Nasza Loteria SR - pasek na kartach artykułów

Tragedia Lambrechta jest jedną z wielu, są sporty, w których bywasz skazany na śmierć

Michał Skiba
Michał Skiba
Na zdjęciu Jelle Wallays, klubowy kolega śp. Bjorga Lambrechta. Z lewej strony Czesław Lang, organizator TDP
Na zdjęciu Jelle Wallays, klubowy kolega śp. Bjorga Lambrechta. Z lewej strony Czesław Lang, organizator TDP STR/AFP/East News
Hasło „sport to zdrowie” jest jednym z najbardziej kłamliwych na świecie. W poniedziałek cała Polska opłakiwała Bjorga Lambrechta, kolarza Lotto Soudal, który zginął na trasie 3. etapu Tour de Pologne. Sport to nie tylko zabawa, ale również wielkie niebezpieczeństwo i ryzyko.

Do tragicznego wypadku doszło na trasie trzeciego etapu Tour de Pologne (prowadzącego ze Stadionu Śląskiego do Zabrza) doszło w Rybniku. Bjorg Lambrecht nie przeżył po uderzenia w betonowy przepust przy drodze. Na miejsce wypadku natychmiast wezwano pogotowie, a później również helikopter, który miał zabrać kolarza do szpitala w Rybniku. Wcześniej zajął się nim również lekarz wyścigu, który stwierdził, że obrażenia Lambrechta są bardzo poważne. Ratownikom medycznym udało się co prawda przywrócić mu funkcje życiowe, co potwierdził lekarz Tour de Pologne, ale jego stan był na tyle poważny, że nie pozwalał na transport helikopterem. Zmarł w szpitalu. Miał 22 lata. Belg jest jednym z wielu. W ostatniej dekadzie zginęło już dziewięciu kolarzy, a w ostatnich trzech latach świat żegnał: Antoine’a Demoitie’a, Daana Myngheera, Gijsa Verdicka, Chada Younga, Michaela Goolartsa i Robbert de Greefa.
== == ==
» **ZADANIE 1**:
Podaj wyłącznie liczbę wierszy rekordów poniżej, w których występuje ciąg „skirt”.

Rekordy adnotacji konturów
== == ==
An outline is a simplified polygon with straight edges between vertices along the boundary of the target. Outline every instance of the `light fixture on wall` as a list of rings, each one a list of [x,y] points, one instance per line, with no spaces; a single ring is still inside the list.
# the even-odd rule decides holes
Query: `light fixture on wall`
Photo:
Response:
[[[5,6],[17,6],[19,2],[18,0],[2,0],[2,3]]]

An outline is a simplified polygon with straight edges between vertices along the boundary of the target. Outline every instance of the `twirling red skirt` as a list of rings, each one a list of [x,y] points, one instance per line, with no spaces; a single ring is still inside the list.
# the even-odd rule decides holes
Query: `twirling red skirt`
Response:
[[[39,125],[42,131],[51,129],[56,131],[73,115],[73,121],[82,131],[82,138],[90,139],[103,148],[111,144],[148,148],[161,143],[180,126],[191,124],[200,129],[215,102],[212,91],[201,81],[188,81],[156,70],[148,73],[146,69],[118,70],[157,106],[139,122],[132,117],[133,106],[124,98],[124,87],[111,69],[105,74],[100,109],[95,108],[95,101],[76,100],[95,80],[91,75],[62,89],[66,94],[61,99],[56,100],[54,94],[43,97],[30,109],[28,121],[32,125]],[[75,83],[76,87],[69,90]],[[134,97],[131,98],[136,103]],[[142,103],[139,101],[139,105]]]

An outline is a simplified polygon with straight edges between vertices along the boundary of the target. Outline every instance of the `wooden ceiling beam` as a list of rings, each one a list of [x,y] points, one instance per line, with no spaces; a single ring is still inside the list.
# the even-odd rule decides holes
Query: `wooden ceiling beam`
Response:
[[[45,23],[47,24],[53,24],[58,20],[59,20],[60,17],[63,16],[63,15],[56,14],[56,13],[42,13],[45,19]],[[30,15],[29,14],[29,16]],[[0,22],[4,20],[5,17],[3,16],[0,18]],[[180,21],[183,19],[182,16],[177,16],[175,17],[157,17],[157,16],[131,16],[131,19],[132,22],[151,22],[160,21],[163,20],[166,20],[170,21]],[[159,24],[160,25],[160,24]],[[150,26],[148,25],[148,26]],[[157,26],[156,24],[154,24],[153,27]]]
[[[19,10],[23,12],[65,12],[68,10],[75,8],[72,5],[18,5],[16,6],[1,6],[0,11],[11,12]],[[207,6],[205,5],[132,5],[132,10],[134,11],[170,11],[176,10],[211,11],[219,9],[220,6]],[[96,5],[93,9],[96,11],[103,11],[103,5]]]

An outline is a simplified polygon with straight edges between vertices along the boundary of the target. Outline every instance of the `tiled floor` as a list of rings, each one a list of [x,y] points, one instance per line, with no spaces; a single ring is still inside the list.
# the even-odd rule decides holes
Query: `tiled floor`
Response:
== == ==
» **ZADANIE 2**:
Odpowiedz krótko na pytania do tekstu źródłowego o wypadku Bjorga Lambrechta.
(a) W jakiej grupie kolarskiej jeździł Bjorg Lambrecht?
(b) W co uderzył kolarz podczas wypadku?
(c) Ile lat miał Bjorg Lambrecht?

» **ROZWIĄZANIE 1**:
2

» **ROZWIĄZANIE 2**:
(a) W grupie Lotto Soudal.
(b) W betonowy przepust przy drodze.
(c) Miał 22 lata.